◆ **What to do**:
Search the records below for "the tree, where". Return that line and all remaining lines exactly.
Records provided: Begin
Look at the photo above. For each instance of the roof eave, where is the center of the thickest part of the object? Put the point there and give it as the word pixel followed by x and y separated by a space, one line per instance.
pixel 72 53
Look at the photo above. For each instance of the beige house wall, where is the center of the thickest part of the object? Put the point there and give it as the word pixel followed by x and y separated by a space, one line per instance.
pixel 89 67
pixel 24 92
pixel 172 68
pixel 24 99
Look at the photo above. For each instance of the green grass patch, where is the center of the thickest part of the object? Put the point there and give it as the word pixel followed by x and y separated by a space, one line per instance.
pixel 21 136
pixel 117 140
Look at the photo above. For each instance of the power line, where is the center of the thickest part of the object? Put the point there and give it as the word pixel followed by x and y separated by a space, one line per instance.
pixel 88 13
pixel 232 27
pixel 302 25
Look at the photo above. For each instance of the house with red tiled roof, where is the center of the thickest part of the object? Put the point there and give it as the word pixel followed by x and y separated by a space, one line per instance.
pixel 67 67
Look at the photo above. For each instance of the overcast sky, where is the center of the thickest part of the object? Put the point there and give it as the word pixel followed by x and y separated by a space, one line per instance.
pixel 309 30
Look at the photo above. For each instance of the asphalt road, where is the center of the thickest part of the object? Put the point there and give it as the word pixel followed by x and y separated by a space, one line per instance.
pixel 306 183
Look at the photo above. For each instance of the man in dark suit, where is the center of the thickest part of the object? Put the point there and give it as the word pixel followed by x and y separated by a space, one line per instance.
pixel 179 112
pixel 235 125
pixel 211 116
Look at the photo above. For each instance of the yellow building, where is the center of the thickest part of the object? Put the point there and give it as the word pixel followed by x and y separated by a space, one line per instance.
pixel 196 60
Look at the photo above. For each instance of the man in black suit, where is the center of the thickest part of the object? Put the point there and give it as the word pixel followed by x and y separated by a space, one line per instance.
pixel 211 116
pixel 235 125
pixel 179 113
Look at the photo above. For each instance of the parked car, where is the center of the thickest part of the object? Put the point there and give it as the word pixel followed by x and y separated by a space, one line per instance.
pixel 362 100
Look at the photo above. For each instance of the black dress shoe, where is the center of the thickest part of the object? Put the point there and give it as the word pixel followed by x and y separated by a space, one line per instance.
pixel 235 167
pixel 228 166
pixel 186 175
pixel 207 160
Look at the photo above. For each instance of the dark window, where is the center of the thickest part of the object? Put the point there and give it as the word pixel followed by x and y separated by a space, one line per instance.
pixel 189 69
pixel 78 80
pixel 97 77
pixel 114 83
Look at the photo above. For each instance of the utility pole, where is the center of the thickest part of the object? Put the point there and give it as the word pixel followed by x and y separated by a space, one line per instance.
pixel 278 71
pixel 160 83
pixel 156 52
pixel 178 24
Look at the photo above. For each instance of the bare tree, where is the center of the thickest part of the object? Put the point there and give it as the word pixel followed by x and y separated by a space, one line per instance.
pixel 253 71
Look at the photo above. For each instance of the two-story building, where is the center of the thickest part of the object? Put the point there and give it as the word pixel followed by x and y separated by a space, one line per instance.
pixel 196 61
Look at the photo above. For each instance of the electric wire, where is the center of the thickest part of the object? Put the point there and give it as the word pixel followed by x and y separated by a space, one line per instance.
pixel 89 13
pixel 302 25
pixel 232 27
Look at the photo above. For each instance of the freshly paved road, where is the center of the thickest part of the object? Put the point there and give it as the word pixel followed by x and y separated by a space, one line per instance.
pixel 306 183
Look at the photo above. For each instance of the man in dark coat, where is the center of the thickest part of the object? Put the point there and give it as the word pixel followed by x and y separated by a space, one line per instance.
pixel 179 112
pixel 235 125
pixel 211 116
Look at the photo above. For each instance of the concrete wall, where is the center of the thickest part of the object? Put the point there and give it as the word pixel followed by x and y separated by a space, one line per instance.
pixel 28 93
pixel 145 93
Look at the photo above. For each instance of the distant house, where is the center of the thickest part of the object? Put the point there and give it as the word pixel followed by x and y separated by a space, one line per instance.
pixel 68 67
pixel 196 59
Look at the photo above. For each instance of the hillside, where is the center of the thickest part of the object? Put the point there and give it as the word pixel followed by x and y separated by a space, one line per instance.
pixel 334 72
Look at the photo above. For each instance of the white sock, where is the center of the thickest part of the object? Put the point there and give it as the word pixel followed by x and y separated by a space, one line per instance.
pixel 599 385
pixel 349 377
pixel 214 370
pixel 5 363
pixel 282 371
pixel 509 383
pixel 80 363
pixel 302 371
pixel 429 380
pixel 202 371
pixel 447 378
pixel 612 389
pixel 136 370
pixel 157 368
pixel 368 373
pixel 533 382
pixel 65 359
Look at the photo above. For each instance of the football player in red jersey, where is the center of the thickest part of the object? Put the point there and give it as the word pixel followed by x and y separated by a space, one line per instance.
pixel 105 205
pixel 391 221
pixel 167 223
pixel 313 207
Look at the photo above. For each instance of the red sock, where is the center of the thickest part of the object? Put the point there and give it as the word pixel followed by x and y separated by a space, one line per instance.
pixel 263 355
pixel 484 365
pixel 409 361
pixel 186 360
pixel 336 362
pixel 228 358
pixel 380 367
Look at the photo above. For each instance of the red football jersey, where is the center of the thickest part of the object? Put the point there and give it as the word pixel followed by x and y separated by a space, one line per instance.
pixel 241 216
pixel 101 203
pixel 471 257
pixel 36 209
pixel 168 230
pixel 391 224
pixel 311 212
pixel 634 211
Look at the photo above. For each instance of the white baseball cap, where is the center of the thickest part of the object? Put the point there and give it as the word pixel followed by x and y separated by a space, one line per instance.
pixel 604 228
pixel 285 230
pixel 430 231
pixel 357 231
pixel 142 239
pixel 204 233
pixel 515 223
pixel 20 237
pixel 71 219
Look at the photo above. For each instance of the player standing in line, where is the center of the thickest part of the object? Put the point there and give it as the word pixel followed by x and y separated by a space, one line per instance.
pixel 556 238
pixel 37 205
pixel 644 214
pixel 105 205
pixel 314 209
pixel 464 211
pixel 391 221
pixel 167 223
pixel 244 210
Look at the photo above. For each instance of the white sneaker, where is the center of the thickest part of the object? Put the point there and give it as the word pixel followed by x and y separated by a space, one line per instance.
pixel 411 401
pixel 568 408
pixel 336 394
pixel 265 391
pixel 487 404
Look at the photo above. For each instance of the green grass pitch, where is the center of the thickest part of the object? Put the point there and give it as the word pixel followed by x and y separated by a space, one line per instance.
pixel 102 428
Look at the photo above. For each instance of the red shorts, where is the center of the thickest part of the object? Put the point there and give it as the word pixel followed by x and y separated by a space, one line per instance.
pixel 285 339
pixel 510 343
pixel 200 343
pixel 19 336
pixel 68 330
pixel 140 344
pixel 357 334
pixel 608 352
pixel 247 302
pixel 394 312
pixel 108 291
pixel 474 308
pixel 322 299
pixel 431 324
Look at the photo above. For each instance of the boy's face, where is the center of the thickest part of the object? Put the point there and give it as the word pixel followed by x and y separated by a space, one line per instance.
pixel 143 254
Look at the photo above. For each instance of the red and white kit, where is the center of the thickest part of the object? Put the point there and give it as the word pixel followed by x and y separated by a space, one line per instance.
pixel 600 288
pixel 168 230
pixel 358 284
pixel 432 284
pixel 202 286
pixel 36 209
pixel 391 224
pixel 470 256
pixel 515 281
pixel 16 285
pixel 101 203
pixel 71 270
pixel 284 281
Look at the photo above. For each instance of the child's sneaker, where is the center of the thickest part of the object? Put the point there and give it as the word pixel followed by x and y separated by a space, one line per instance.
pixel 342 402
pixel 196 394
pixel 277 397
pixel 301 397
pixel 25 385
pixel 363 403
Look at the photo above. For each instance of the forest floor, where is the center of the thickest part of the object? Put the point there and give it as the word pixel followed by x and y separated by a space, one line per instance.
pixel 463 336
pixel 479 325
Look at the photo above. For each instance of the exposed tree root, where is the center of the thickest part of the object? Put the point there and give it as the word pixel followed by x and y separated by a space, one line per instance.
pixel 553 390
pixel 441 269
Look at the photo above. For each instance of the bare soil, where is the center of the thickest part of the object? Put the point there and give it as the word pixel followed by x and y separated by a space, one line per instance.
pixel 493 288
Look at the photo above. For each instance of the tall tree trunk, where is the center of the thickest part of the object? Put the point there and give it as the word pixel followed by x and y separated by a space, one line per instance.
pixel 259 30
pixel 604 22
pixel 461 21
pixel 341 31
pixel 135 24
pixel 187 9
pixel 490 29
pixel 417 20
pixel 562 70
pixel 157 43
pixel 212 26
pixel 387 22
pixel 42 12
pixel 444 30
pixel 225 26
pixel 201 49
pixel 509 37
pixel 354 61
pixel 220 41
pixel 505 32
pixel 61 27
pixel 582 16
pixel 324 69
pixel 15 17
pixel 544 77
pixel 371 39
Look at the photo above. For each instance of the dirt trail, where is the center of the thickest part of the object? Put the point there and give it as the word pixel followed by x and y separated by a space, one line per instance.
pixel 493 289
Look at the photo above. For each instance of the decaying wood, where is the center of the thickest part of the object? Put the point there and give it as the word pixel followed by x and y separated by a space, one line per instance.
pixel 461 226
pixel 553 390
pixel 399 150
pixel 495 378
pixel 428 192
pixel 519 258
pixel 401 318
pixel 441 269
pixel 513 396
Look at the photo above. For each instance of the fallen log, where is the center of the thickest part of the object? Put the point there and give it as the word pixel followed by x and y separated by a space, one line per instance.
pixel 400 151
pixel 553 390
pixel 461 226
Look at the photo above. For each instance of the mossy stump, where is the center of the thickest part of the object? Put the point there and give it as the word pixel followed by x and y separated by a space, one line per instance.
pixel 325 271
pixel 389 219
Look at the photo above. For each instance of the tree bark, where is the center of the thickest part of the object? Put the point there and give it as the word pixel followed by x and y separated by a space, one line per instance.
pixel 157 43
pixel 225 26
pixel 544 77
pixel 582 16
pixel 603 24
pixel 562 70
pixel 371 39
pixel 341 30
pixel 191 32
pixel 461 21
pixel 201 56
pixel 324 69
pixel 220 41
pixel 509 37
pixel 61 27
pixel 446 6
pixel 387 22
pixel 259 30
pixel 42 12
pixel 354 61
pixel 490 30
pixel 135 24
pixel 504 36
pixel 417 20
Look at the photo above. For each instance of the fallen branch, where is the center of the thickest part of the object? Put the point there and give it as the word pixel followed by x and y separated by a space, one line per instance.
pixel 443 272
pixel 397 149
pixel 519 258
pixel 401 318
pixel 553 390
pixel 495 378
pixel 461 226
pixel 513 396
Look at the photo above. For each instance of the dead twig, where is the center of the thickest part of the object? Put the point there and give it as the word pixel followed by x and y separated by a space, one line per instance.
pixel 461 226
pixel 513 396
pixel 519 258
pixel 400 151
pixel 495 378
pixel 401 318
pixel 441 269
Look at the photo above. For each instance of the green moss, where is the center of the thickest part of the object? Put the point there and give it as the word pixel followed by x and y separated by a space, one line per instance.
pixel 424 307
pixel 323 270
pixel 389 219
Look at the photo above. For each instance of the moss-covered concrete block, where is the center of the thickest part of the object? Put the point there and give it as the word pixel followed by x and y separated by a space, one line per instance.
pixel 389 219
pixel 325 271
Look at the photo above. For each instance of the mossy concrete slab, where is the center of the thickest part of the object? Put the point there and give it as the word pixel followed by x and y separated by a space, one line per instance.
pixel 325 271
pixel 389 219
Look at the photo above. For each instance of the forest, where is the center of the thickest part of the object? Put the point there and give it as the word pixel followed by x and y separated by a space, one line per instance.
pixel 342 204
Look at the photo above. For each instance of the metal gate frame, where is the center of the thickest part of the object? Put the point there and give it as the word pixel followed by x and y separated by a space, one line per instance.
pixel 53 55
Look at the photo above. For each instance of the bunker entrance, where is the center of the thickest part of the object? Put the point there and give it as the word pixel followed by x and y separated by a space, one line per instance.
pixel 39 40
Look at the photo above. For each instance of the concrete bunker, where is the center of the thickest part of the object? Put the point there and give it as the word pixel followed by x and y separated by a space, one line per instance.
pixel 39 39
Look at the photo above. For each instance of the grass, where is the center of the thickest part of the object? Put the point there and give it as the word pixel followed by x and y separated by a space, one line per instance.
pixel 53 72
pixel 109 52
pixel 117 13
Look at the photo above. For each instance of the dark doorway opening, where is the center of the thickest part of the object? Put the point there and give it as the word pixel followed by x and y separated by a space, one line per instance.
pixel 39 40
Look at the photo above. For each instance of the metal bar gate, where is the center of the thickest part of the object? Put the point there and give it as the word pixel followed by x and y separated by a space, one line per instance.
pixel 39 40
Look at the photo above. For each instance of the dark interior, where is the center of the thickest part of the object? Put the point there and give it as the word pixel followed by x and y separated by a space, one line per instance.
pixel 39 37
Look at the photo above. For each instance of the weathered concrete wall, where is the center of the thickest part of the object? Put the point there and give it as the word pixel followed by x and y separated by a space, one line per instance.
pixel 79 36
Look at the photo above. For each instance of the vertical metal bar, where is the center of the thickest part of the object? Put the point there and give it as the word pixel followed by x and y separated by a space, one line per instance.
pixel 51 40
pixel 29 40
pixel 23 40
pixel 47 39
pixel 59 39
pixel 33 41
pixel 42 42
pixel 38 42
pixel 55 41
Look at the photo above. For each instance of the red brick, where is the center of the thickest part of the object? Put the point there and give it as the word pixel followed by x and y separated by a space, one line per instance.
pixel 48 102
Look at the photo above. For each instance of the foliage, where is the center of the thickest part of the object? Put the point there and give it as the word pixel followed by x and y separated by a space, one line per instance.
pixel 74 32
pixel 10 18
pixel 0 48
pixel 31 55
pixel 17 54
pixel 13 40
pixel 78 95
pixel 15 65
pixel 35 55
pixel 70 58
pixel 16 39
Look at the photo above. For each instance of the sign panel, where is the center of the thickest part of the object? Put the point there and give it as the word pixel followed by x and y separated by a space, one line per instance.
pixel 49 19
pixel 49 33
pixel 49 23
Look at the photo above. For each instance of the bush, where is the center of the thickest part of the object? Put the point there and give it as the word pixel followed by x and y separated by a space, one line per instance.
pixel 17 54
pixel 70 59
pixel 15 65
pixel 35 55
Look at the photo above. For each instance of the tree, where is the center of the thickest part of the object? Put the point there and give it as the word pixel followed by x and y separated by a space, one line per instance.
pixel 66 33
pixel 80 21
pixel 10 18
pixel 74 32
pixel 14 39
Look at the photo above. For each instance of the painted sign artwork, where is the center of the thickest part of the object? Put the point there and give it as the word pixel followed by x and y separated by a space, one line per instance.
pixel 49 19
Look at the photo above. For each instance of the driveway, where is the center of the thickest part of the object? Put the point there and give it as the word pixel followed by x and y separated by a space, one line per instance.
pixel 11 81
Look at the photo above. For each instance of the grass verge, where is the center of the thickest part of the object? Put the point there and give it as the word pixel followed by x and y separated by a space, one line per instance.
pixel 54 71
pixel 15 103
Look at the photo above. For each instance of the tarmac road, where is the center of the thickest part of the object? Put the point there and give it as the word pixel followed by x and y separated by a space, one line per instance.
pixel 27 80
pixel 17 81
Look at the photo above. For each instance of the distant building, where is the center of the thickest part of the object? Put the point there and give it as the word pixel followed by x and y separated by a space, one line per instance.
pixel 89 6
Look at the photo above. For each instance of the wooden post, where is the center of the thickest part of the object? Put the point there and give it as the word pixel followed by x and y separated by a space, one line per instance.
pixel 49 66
Records provided: End
◆ **Solved problem**:
Look at the photo above. For each instance of the tree, where is the center of the thickest part of the object? Put the point there and give it as the word pixel followed by x and y separated by a space, one line per instance.
pixel 66 33
pixel 80 21
pixel 10 18
pixel 74 32
pixel 14 39
Look at the photo above. For each instance of the painted sign artwork, where is the center of the thickest part of the object? Put the point there and give it as the word pixel followed by x and y separated by a space, one line per instance.
pixel 49 19
Look at the photo above. For each instance of the driveway, where is the center of the thickest part of the object? Put the point there and give it as the word pixel followed by x and y separated by a space, one line per instance.
pixel 11 81
Look at the photo above. For each instance of the grass verge, where is the center of the thickest part of the object? Put the point there and give it as the word pixel followed by x and y separated by a space, one line per instance.
pixel 54 71
pixel 15 103
Look at the photo above. For each instance of the tarmac road, where is the center of the thickest part of the object? Put the point there and give it as the word pixel followed by x and y separated by a space, one line per instance.
pixel 27 80
pixel 17 81
Look at the photo above. For each instance of the distant building, where is the center of the thickest part of the object? Put the point there and give it as the word pixel followed by x and y separated by a space, one line per instance.
pixel 89 6
Look at the photo above. For each instance of the wooden post, where is the center of the thickest part of the object? Put the point there and give it as the word pixel followed by x and y separated by a space, one line per instance.
pixel 49 66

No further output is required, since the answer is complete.